Lay out every line of the listing below as a Markdown table with two columns, Row and Listing line, giving each line its own numbered row. Leave out the blank lines.

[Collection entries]
— start —
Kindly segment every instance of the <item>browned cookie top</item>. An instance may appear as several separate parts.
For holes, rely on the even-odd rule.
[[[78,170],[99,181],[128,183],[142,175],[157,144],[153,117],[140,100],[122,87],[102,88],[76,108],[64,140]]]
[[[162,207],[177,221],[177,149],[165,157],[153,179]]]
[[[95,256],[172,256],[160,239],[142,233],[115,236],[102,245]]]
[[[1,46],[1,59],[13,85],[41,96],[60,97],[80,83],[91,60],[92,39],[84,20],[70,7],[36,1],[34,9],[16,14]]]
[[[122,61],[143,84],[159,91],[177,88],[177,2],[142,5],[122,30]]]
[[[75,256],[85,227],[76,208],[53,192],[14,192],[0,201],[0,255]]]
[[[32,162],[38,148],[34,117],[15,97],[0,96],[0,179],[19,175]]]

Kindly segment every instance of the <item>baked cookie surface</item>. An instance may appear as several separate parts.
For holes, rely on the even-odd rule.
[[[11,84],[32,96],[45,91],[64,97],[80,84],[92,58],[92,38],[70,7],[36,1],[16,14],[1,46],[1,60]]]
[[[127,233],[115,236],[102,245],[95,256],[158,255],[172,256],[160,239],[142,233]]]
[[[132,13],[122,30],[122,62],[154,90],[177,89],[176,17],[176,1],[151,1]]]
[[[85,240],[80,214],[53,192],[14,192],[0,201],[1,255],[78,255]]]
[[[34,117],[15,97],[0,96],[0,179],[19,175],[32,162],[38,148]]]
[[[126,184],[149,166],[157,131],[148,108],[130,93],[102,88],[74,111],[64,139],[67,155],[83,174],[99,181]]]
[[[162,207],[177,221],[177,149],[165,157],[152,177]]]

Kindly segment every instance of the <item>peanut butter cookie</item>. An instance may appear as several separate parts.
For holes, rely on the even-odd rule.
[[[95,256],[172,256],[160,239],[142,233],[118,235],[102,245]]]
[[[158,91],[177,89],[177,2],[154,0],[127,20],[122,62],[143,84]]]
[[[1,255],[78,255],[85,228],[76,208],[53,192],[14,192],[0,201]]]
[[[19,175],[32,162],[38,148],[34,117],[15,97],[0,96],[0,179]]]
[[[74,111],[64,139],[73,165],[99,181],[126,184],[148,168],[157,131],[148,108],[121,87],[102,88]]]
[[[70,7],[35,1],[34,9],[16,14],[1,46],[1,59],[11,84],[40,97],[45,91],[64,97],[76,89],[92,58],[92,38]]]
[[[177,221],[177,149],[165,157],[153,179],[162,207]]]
— end —
Result:
| Row | Listing line |
|---|---|
| 1 | Kindly segment every instance of the <item>browned cookie top</item>. An instance may appear as several separate parts. |
| 2 | For holes, rely on the even-odd rule. |
| 3 | [[[78,170],[99,181],[128,183],[142,175],[157,144],[153,117],[140,100],[122,87],[102,88],[76,108],[64,140]]] |
| 4 | [[[162,207],[177,221],[177,149],[165,157],[153,179]]] |
| 5 | [[[95,256],[172,256],[160,239],[142,233],[115,236],[102,245]]] |
| 6 | [[[1,46],[1,59],[13,85],[41,96],[60,97],[80,83],[91,60],[92,39],[84,20],[70,7],[36,1],[34,9],[16,14]]] |
| 7 | [[[122,61],[143,84],[159,91],[177,88],[177,2],[142,5],[122,30]]] |
| 8 | [[[75,256],[85,227],[76,208],[53,192],[14,192],[0,201],[0,255]]] |
| 9 | [[[32,162],[38,148],[34,117],[15,97],[0,96],[0,179],[19,175]]] |
| 10 | Kindly segment every instance of the <item>baked cookie surface</item>. An instance may appear as several separate parts. |
| 11 | For holes, rely on the even-odd rule. |
| 12 | [[[11,84],[32,96],[45,91],[64,97],[80,84],[92,58],[92,38],[70,7],[36,1],[16,14],[1,46],[1,60]]] |
| 13 | [[[127,233],[115,236],[102,245],[95,256],[158,255],[172,256],[160,239],[142,233]]] |
| 14 | [[[132,13],[122,30],[122,62],[154,90],[177,89],[176,17],[176,1],[151,1]]] |
| 15 | [[[85,240],[80,214],[53,192],[14,192],[0,201],[1,255],[78,255]]] |
| 16 | [[[34,117],[15,97],[0,96],[0,179],[19,175],[32,162],[38,148]]] |
| 17 | [[[126,184],[149,166],[157,131],[148,108],[130,93],[102,88],[74,111],[64,139],[67,155],[83,174],[99,181]]] |
| 18 | [[[162,207],[177,221],[177,149],[165,157],[152,177]]] |
| 19 | Kindly segment every instance of the <item>peanut butter cookie</item>. An instance may appear as several separate parts. |
| 20 | For holes, rely on the even-odd rule. |
| 21 | [[[95,256],[172,256],[160,239],[142,233],[118,235],[102,245]]] |
| 22 | [[[158,91],[177,89],[177,2],[154,0],[127,20],[122,62],[143,84]]] |
| 23 | [[[1,255],[78,255],[85,228],[76,208],[53,192],[14,192],[0,201]]] |
| 24 | [[[19,175],[32,162],[38,148],[34,117],[15,97],[0,96],[0,179]]] |
| 25 | [[[74,111],[64,139],[73,165],[99,181],[126,184],[148,168],[157,131],[148,108],[121,87],[102,88]]] |
| 26 | [[[70,7],[35,1],[34,9],[16,14],[1,46],[1,59],[11,84],[40,97],[45,91],[64,97],[76,89],[92,58],[92,38]]] |
| 27 | [[[177,221],[177,149],[165,157],[153,179],[162,207]]] |